AIM ▸
Give the lines again exactly, from the one holding "target: sandy soil" to the last line of the listing below, both ends included and nothing added.

GIVEN DATA ▸
-- start --
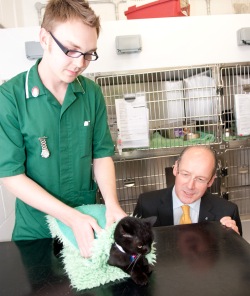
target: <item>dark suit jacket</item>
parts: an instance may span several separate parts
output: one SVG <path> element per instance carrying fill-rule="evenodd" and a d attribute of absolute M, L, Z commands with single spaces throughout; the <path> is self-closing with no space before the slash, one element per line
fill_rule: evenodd
<path fill-rule="evenodd" d="M 169 226 L 174 224 L 173 187 L 142 193 L 136 204 L 134 215 L 146 218 L 156 216 L 154 226 Z M 239 210 L 236 204 L 206 192 L 201 198 L 198 222 L 220 221 L 224 216 L 235 220 L 242 235 Z"/>

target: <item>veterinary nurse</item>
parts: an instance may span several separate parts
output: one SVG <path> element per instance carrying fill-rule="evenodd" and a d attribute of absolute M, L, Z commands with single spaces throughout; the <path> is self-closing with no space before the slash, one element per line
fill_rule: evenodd
<path fill-rule="evenodd" d="M 126 215 L 116 195 L 104 98 L 80 75 L 98 58 L 99 30 L 86 2 L 49 1 L 42 59 L 0 88 L 0 177 L 18 197 L 13 239 L 50 237 L 50 214 L 72 228 L 84 257 L 101 229 L 73 207 L 95 203 L 98 184 L 107 224 Z"/>

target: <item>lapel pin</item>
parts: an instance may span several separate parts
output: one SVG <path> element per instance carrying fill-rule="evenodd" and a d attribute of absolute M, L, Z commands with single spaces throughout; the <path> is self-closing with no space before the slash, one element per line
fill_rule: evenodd
<path fill-rule="evenodd" d="M 41 152 L 41 156 L 43 158 L 48 158 L 50 156 L 50 152 L 47 146 L 47 141 L 46 141 L 47 137 L 40 137 L 38 138 L 38 140 L 40 141 L 41 147 L 42 147 L 42 152 Z"/>
<path fill-rule="evenodd" d="M 40 93 L 39 88 L 37 86 L 34 86 L 31 90 L 31 93 L 34 98 L 38 97 Z"/>

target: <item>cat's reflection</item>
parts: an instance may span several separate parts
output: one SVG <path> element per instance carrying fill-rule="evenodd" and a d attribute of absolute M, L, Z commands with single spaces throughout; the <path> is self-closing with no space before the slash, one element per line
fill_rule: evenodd
<path fill-rule="evenodd" d="M 182 258 L 197 271 L 209 269 L 215 264 L 218 257 L 214 237 L 201 228 L 180 231 L 177 247 Z"/>

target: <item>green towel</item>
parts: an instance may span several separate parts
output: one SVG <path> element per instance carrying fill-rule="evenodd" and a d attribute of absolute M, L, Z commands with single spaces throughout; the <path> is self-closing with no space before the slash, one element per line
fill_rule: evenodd
<path fill-rule="evenodd" d="M 82 205 L 76 208 L 78 211 L 94 217 L 98 224 L 104 228 L 106 224 L 104 205 Z M 114 243 L 114 230 L 117 223 L 96 235 L 93 243 L 92 257 L 83 258 L 77 247 L 72 230 L 59 220 L 47 216 L 47 221 L 52 237 L 58 237 L 63 243 L 61 256 L 64 269 L 67 272 L 71 285 L 77 290 L 91 289 L 111 281 L 129 277 L 120 268 L 107 264 L 111 245 Z M 150 264 L 156 261 L 155 247 L 147 255 Z"/>

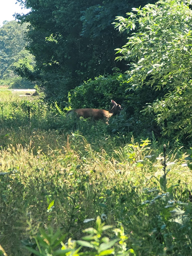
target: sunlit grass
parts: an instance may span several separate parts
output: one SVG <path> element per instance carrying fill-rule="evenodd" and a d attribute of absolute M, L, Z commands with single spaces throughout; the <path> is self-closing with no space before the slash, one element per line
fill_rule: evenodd
<path fill-rule="evenodd" d="M 162 148 L 146 138 L 134 141 L 132 134 L 114 136 L 110 124 L 80 120 L 74 125 L 38 100 L 31 104 L 6 90 L 0 95 L 0 244 L 9 256 L 29 255 L 20 240 L 32 239 L 40 226 L 78 240 L 89 225 L 84 220 L 102 214 L 106 224 L 120 222 L 134 234 L 130 248 L 134 244 L 138 254 L 161 252 L 154 230 L 168 218 L 162 212 L 166 196 L 153 200 L 166 194 L 160 182 Z M 190 168 L 182 166 L 186 157 L 168 145 L 167 187 L 176 186 L 172 200 L 186 204 L 192 182 Z"/>

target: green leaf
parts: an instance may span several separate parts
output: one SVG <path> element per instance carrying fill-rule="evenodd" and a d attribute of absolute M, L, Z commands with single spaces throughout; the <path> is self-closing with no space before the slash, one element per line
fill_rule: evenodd
<path fill-rule="evenodd" d="M 98 254 L 98 256 L 103 256 L 104 255 L 110 255 L 110 254 L 114 254 L 114 248 L 113 248 L 112 249 L 108 250 L 104 250 L 100 253 L 100 254 Z"/>
<path fill-rule="evenodd" d="M 26 246 L 24 246 L 24 248 L 25 248 L 27 250 L 30 251 L 30 252 L 32 252 L 34 254 L 34 255 L 36 255 L 36 256 L 44 256 L 44 255 L 42 254 L 40 254 L 39 252 L 38 252 L 37 250 L 34 250 L 31 247 L 28 247 Z M 46 254 L 44 254 L 44 256 L 46 256 Z"/>
<path fill-rule="evenodd" d="M 66 255 L 67 252 L 72 252 L 72 249 L 64 249 L 64 250 L 58 250 L 54 252 L 54 255 L 58 255 L 58 256 L 62 256 L 62 255 Z"/>
<path fill-rule="evenodd" d="M 86 241 L 82 241 L 81 240 L 78 240 L 76 242 L 80 246 L 84 246 L 86 247 L 89 247 L 90 248 L 94 248 L 94 246 L 90 244 L 90 242 Z"/>
<path fill-rule="evenodd" d="M 50 202 L 50 204 L 48 205 L 48 210 L 50 210 L 50 208 L 54 206 L 54 200 L 53 200 L 52 202 Z"/>
<path fill-rule="evenodd" d="M 102 252 L 102 250 L 106 250 L 109 248 L 112 247 L 115 244 L 118 240 L 118 239 L 114 239 L 110 242 L 102 244 L 99 247 L 99 252 Z"/>

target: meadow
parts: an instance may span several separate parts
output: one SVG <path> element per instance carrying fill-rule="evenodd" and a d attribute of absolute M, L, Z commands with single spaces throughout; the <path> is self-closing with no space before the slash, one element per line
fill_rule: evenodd
<path fill-rule="evenodd" d="M 191 255 L 192 148 L 117 122 L 0 90 L 0 255 Z"/>

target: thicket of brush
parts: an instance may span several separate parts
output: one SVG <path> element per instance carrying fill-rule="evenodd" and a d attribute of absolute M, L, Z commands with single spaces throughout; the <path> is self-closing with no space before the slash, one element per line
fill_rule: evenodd
<path fill-rule="evenodd" d="M 190 255 L 191 149 L 55 106 L 0 92 L 0 255 Z"/>

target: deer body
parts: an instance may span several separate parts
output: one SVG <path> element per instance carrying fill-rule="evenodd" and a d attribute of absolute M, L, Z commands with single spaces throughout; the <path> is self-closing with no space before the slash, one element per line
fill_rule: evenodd
<path fill-rule="evenodd" d="M 111 100 L 113 106 L 109 111 L 98 108 L 76 108 L 68 112 L 67 115 L 70 112 L 75 112 L 78 117 L 82 116 L 84 118 L 91 118 L 94 120 L 106 120 L 106 124 L 108 124 L 109 118 L 112 116 L 115 116 L 122 110 L 122 107 L 119 104 L 117 104 L 112 100 Z"/>

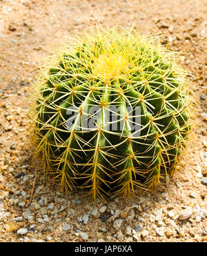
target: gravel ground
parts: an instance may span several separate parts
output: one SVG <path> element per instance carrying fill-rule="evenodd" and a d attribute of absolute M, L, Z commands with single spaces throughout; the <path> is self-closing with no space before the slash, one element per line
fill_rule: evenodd
<path fill-rule="evenodd" d="M 206 11 L 204 0 L 0 0 L 0 242 L 207 241 Z M 192 72 L 194 141 L 174 182 L 139 199 L 93 204 L 63 195 L 28 143 L 27 97 L 39 61 L 96 23 L 164 35 L 161 43 Z"/>

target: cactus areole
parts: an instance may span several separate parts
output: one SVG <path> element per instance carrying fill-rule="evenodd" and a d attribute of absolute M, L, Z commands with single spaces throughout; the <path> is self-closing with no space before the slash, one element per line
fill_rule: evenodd
<path fill-rule="evenodd" d="M 154 37 L 97 29 L 33 88 L 37 152 L 66 190 L 136 195 L 172 177 L 190 129 L 186 72 Z"/>

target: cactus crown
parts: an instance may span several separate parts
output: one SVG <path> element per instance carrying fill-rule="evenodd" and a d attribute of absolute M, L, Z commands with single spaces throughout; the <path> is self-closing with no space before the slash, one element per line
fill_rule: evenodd
<path fill-rule="evenodd" d="M 32 95 L 46 173 L 94 199 L 153 189 L 175 173 L 190 99 L 174 52 L 132 29 L 97 29 L 55 59 Z"/>

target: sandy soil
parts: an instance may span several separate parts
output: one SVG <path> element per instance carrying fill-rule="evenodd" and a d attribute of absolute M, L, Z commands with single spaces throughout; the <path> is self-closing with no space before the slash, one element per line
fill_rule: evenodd
<path fill-rule="evenodd" d="M 27 98 L 39 60 L 96 24 L 164 35 L 192 72 L 199 106 L 188 157 L 173 184 L 139 200 L 94 205 L 63 195 L 46 184 L 28 144 Z M 204 0 L 0 0 L 0 242 L 207 241 L 206 30 Z"/>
-- end --
FULL ANSWER ▸
target: sandy soil
parts: an instance may span several separate parts
output: one SVG <path> element per instance carrying fill-rule="evenodd" and a d attribute of absolute M, L, Z commands with single spaces throughout; the <path> is self-closing with no space before the slash, one element per line
fill_rule: evenodd
<path fill-rule="evenodd" d="M 27 98 L 39 60 L 96 24 L 164 35 L 192 72 L 199 106 L 188 157 L 173 184 L 139 200 L 94 205 L 63 195 L 46 184 L 28 144 Z M 204 0 L 0 0 L 0 242 L 207 241 L 206 30 Z"/>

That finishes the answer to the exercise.